Retype the records below, starting at their beginning and continuing through the line that contains "[[471, 324], [398, 254]]", with that line included. Leave the pictures out.

..............................

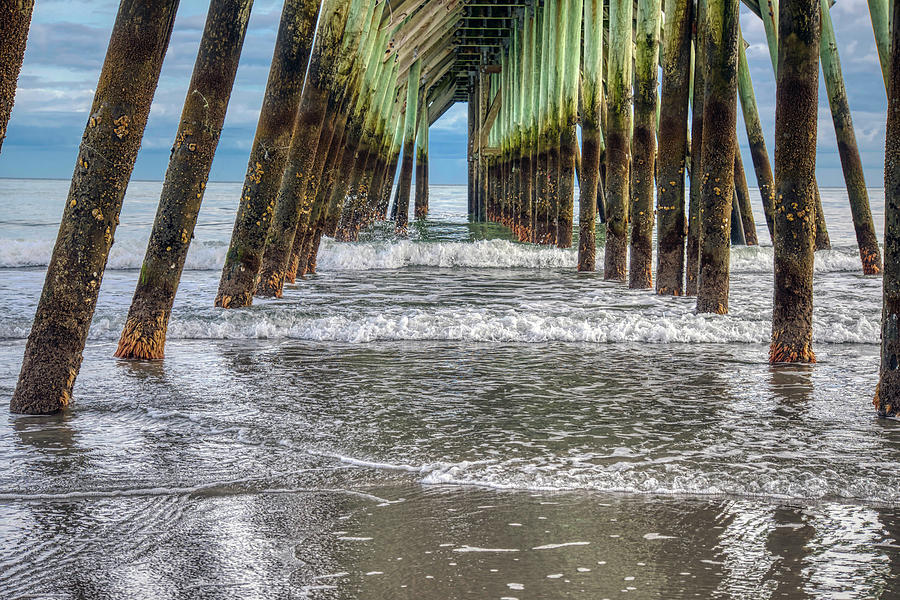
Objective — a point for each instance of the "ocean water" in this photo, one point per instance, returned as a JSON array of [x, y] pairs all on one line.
[[448, 415]]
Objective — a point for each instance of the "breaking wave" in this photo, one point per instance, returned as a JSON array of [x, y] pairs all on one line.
[[471, 324], [398, 254]]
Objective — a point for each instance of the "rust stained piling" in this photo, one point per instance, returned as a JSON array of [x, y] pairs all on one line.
[[692, 260], [103, 167], [592, 92], [268, 154], [643, 167], [717, 154], [304, 143], [409, 143], [144, 334], [743, 197], [887, 393], [673, 141], [15, 21], [618, 140], [796, 111], [568, 117]]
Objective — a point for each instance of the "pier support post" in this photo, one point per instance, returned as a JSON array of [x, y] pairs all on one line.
[[268, 155], [618, 142], [879, 12], [887, 394], [717, 154], [144, 334], [409, 146], [692, 261], [796, 110], [568, 116], [291, 199], [869, 252], [15, 20], [421, 205], [643, 162], [592, 91], [105, 160], [743, 196], [670, 231]]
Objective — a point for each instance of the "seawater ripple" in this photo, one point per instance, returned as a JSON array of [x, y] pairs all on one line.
[[401, 253]]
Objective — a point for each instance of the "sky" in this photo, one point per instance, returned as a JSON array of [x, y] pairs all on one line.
[[67, 44]]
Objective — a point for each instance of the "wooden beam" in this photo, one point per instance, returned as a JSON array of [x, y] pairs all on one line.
[[493, 111]]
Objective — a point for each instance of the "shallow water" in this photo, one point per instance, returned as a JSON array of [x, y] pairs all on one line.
[[450, 416]]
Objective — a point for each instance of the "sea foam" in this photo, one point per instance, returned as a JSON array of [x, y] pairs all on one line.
[[397, 254]]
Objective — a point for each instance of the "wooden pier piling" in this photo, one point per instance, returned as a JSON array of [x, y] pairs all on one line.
[[109, 147]]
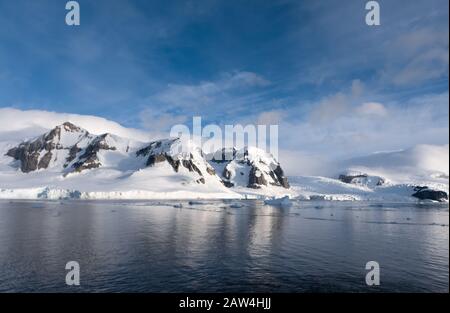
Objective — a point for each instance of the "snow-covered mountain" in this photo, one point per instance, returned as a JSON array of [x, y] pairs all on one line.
[[250, 167], [69, 161], [42, 157], [418, 173]]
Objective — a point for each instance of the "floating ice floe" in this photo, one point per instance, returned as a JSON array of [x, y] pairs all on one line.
[[283, 201]]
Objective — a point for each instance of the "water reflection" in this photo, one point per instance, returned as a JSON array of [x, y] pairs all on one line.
[[222, 246]]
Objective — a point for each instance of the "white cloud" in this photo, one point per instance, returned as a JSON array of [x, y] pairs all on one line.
[[197, 96], [372, 108]]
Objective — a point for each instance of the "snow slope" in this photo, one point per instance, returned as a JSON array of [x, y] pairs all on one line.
[[43, 157], [386, 176]]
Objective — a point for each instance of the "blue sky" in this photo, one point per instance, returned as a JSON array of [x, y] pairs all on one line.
[[312, 66]]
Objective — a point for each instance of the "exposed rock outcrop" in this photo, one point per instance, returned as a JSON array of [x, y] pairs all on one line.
[[248, 167], [179, 155], [76, 146], [424, 193]]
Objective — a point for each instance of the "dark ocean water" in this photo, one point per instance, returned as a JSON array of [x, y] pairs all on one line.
[[220, 246]]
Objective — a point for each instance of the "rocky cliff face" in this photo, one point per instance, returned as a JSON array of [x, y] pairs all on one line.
[[69, 149], [248, 167], [181, 155]]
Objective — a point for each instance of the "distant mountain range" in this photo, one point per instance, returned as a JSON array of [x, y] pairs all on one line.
[[41, 161], [69, 158]]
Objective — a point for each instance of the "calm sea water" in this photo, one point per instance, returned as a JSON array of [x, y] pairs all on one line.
[[220, 246]]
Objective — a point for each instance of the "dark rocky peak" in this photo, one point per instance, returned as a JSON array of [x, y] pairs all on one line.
[[179, 154], [261, 167], [37, 153], [89, 157]]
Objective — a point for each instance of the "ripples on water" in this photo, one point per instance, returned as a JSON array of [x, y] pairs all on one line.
[[223, 246]]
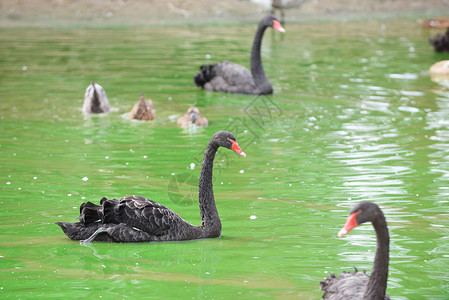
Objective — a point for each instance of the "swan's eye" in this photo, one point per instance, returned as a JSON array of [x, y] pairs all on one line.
[[236, 148]]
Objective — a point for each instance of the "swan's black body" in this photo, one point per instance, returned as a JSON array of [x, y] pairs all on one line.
[[137, 219], [358, 285], [233, 78], [440, 42]]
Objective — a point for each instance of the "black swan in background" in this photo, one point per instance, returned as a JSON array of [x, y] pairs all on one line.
[[137, 219], [357, 285], [95, 100], [142, 110], [441, 42], [233, 78], [192, 117]]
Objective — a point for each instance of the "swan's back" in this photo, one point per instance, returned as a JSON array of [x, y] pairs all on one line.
[[226, 77], [349, 285]]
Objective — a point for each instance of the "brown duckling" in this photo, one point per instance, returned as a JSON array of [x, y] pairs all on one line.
[[192, 117], [439, 22], [142, 110]]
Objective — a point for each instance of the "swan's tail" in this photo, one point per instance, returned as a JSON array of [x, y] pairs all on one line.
[[79, 231], [92, 217], [205, 75]]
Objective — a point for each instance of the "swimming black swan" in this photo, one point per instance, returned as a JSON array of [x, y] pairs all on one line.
[[357, 285], [142, 110], [137, 219], [233, 78], [440, 42], [192, 117], [95, 100]]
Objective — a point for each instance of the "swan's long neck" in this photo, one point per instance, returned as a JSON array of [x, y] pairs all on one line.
[[211, 223], [377, 283], [95, 104], [260, 79]]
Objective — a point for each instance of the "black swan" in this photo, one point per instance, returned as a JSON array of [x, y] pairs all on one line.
[[137, 219], [440, 42], [192, 117], [95, 100], [233, 78], [358, 285], [142, 110]]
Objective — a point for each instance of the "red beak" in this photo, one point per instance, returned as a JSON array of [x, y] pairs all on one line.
[[351, 223], [278, 26], [236, 148]]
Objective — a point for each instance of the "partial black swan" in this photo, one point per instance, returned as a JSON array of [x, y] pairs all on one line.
[[440, 42], [192, 117], [142, 110], [233, 78], [95, 100], [137, 219], [358, 285]]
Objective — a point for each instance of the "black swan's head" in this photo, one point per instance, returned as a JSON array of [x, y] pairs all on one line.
[[227, 140], [193, 113], [362, 212], [272, 21]]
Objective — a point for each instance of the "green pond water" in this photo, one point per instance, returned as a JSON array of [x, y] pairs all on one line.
[[355, 116]]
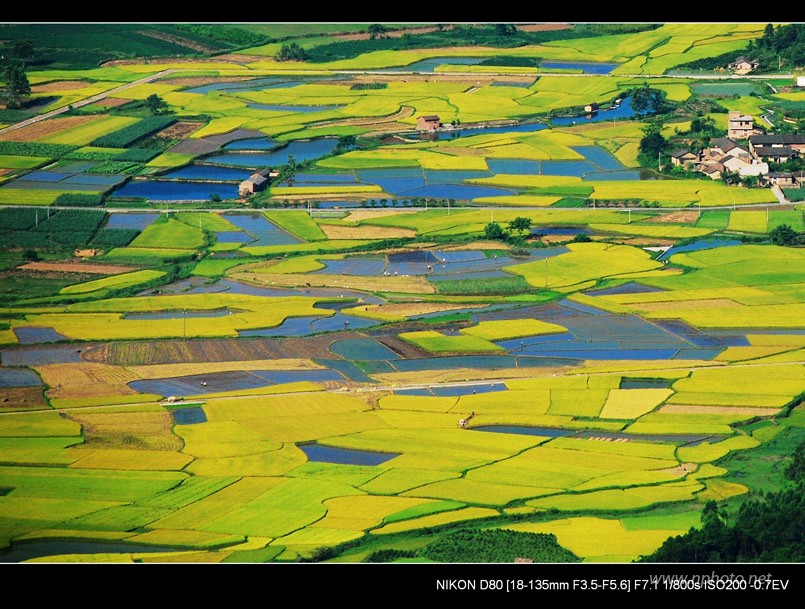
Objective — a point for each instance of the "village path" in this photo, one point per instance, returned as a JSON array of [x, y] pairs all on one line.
[[86, 101]]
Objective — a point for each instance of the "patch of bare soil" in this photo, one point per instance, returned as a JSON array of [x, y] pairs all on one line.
[[22, 398], [180, 40], [544, 27], [60, 85], [111, 102], [45, 128], [391, 34], [77, 267], [180, 130], [200, 81], [677, 217]]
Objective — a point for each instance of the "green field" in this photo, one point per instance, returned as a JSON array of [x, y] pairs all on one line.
[[279, 377]]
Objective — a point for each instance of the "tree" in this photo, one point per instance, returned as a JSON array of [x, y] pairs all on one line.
[[652, 144], [493, 230], [17, 86], [505, 29], [291, 52], [24, 49], [156, 104], [520, 224], [288, 171], [346, 141], [646, 100], [377, 30], [784, 235]]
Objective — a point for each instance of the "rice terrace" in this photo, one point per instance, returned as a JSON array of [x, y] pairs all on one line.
[[403, 292]]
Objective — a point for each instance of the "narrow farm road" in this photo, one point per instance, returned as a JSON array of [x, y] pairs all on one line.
[[86, 101]]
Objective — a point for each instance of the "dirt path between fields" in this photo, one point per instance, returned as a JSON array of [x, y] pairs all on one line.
[[86, 101]]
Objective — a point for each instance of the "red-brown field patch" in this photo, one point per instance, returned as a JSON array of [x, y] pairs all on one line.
[[111, 102], [86, 380], [544, 27], [46, 128], [179, 130], [77, 267], [150, 430], [60, 85], [676, 217], [334, 231], [22, 398]]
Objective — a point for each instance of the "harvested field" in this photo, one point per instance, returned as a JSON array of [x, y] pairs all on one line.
[[22, 398], [111, 102], [172, 370], [150, 430], [677, 217], [197, 146], [230, 136], [390, 34], [200, 81], [402, 113], [690, 409], [86, 380], [77, 267], [43, 129], [544, 27], [179, 130], [359, 215], [60, 85], [409, 285], [180, 40], [140, 353], [334, 231]]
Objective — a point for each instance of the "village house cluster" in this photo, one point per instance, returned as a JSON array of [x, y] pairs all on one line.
[[747, 151]]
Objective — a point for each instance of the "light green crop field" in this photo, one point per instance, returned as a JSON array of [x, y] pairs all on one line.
[[436, 342], [169, 234], [95, 452], [505, 329], [585, 261], [114, 282], [298, 223]]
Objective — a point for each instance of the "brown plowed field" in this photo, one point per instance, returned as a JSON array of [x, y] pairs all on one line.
[[77, 267], [45, 128], [60, 85], [22, 398]]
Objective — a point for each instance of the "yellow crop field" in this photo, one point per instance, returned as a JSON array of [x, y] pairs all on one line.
[[302, 428], [273, 463], [399, 479], [584, 262], [706, 452], [632, 403], [506, 329], [82, 135], [217, 439], [195, 515], [117, 459], [80, 323], [417, 403], [601, 539], [115, 281], [608, 447], [577, 402], [525, 401], [278, 406], [477, 492], [436, 342], [470, 513], [363, 512], [626, 499]]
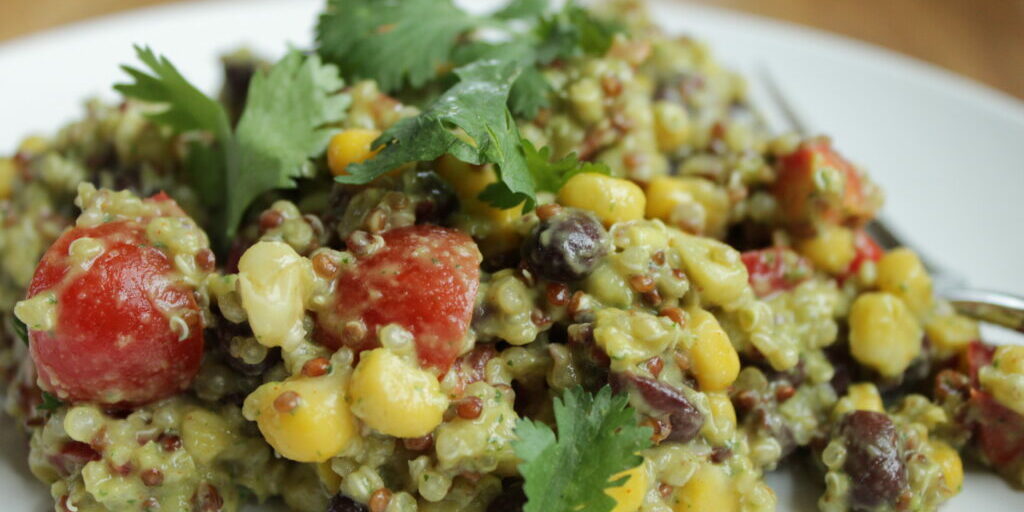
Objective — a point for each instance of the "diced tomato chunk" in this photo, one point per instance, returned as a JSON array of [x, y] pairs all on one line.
[[805, 195], [127, 332], [865, 249], [775, 269], [424, 280]]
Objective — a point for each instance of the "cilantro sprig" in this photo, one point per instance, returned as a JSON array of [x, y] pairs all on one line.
[[598, 437], [284, 124]]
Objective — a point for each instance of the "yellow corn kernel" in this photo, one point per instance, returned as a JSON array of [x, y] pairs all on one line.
[[672, 126], [949, 461], [273, 283], [723, 419], [328, 477], [305, 419], [715, 267], [394, 397], [612, 200], [1005, 377], [884, 334], [709, 489], [830, 250], [861, 396], [629, 496], [350, 146], [632, 337], [667, 194], [6, 177], [950, 333], [205, 435], [901, 273], [715, 361]]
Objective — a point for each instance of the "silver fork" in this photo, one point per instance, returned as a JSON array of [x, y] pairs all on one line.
[[993, 307]]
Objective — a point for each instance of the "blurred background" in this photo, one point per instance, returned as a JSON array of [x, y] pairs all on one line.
[[981, 39]]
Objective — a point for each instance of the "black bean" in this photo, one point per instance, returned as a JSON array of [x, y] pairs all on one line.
[[567, 246], [342, 503], [684, 417], [434, 199], [878, 474]]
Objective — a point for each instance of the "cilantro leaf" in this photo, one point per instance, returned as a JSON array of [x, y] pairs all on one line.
[[551, 175], [283, 126], [49, 403], [530, 92], [20, 329], [475, 105], [598, 437], [393, 42], [517, 9], [187, 109], [547, 175], [572, 32]]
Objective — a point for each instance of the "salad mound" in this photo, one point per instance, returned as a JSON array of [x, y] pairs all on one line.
[[545, 258]]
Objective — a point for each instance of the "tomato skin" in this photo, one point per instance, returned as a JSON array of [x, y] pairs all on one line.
[[775, 269], [424, 279], [113, 342], [797, 192], [999, 430]]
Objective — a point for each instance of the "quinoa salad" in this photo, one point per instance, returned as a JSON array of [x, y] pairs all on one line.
[[543, 259]]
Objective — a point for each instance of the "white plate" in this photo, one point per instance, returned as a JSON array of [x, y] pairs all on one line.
[[949, 153]]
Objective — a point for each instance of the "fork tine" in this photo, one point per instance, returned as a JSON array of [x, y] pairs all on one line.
[[878, 228]]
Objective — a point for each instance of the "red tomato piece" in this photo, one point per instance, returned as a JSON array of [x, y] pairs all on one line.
[[113, 342], [799, 194], [865, 249], [775, 269], [999, 430], [424, 279]]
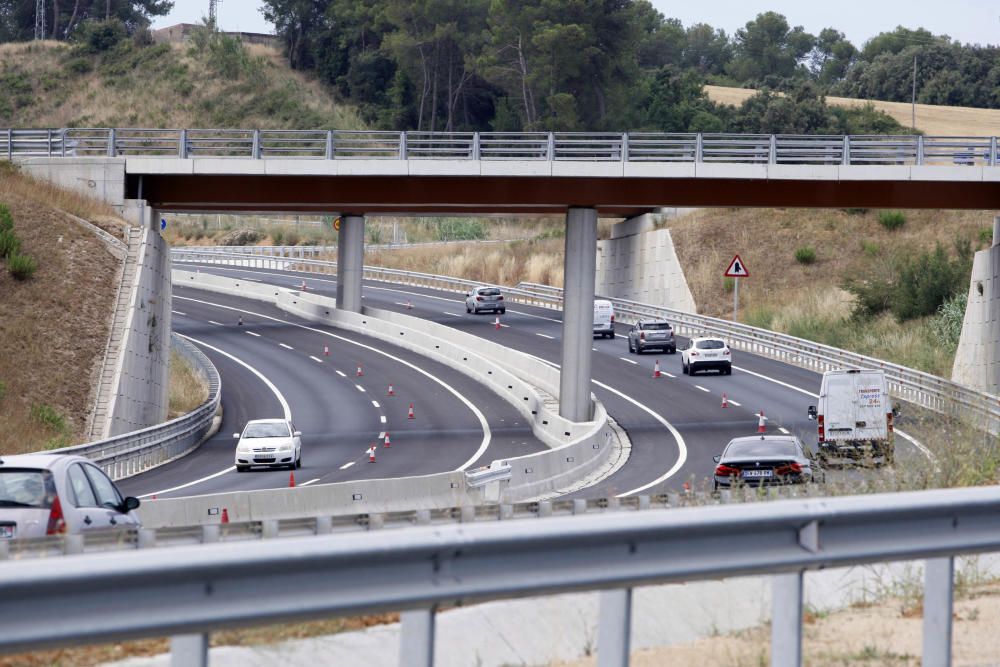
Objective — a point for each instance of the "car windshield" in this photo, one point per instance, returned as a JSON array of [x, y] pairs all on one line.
[[751, 448], [26, 488], [268, 430]]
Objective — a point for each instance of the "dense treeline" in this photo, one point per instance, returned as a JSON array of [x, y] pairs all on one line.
[[610, 64]]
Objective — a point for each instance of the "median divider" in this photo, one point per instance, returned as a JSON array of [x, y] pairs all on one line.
[[576, 449]]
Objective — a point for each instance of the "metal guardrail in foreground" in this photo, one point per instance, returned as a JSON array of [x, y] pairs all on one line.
[[532, 146], [110, 597], [131, 453], [917, 387]]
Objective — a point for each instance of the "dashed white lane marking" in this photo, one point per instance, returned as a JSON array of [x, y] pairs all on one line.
[[270, 385]]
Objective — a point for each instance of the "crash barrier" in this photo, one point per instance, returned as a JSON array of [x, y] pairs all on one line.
[[577, 449], [597, 147], [132, 453], [192, 591], [981, 409]]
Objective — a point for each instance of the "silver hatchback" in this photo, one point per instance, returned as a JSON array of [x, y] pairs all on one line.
[[49, 494]]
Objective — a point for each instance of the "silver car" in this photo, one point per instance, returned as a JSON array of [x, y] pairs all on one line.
[[651, 335], [764, 460], [485, 298], [49, 494]]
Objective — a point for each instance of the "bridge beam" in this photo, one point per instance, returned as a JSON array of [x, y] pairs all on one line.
[[578, 313], [350, 262]]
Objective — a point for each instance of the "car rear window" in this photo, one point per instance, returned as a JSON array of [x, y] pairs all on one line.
[[21, 487], [274, 430], [752, 448]]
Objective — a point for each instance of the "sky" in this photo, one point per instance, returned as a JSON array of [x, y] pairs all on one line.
[[969, 21]]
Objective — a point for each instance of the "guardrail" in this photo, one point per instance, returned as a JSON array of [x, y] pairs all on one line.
[[530, 146], [131, 453], [923, 389], [200, 589]]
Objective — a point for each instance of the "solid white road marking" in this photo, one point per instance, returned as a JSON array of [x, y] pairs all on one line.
[[270, 385]]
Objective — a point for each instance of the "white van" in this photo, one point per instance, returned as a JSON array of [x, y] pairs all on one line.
[[604, 318], [854, 416]]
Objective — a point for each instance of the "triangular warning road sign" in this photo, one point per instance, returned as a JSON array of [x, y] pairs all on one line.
[[737, 269]]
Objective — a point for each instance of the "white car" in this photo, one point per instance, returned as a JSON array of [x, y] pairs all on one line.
[[703, 354], [273, 443]]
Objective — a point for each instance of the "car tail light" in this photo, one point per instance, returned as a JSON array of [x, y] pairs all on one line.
[[57, 524]]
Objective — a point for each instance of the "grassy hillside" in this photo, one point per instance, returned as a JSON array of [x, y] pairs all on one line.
[[931, 119], [219, 83]]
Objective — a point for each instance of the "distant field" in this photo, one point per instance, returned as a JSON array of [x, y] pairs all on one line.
[[931, 119]]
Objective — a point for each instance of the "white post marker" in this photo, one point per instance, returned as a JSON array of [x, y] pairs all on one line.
[[737, 269]]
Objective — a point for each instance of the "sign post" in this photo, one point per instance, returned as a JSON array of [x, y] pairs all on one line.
[[737, 269]]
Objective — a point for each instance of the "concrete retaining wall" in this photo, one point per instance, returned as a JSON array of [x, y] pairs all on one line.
[[577, 449], [639, 264]]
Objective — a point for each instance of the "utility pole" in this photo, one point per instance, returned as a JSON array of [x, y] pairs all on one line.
[[39, 19]]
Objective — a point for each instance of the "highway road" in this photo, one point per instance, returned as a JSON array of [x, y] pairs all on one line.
[[676, 423]]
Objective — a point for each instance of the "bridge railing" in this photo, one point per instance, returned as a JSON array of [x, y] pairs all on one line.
[[827, 150], [131, 453]]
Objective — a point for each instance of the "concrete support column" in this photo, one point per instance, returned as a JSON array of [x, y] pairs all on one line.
[[350, 262], [578, 314]]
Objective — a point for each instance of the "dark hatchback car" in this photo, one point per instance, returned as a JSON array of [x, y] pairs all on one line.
[[765, 460]]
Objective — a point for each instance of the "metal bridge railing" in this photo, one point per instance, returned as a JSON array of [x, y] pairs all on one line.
[[533, 146]]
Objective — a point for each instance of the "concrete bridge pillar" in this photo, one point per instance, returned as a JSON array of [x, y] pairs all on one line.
[[578, 314], [350, 262]]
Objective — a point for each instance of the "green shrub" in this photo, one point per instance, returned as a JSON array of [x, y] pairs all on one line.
[[22, 267], [805, 255], [891, 220], [10, 245]]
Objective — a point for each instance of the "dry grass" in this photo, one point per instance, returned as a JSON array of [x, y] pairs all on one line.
[[54, 327], [932, 119]]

..............................

• Final answer:
Objective — a point for each instance of the "ocean water" in this photo, one point per instance, returned as a JSON array of [x, y] pairs all on one line.
[[448, 415]]
Objective — a point for each instance of the "breaking wave" in this photo, one point per instance, returned as a JSON array of [x, y] pairs all on one line.
[[471, 324], [398, 254]]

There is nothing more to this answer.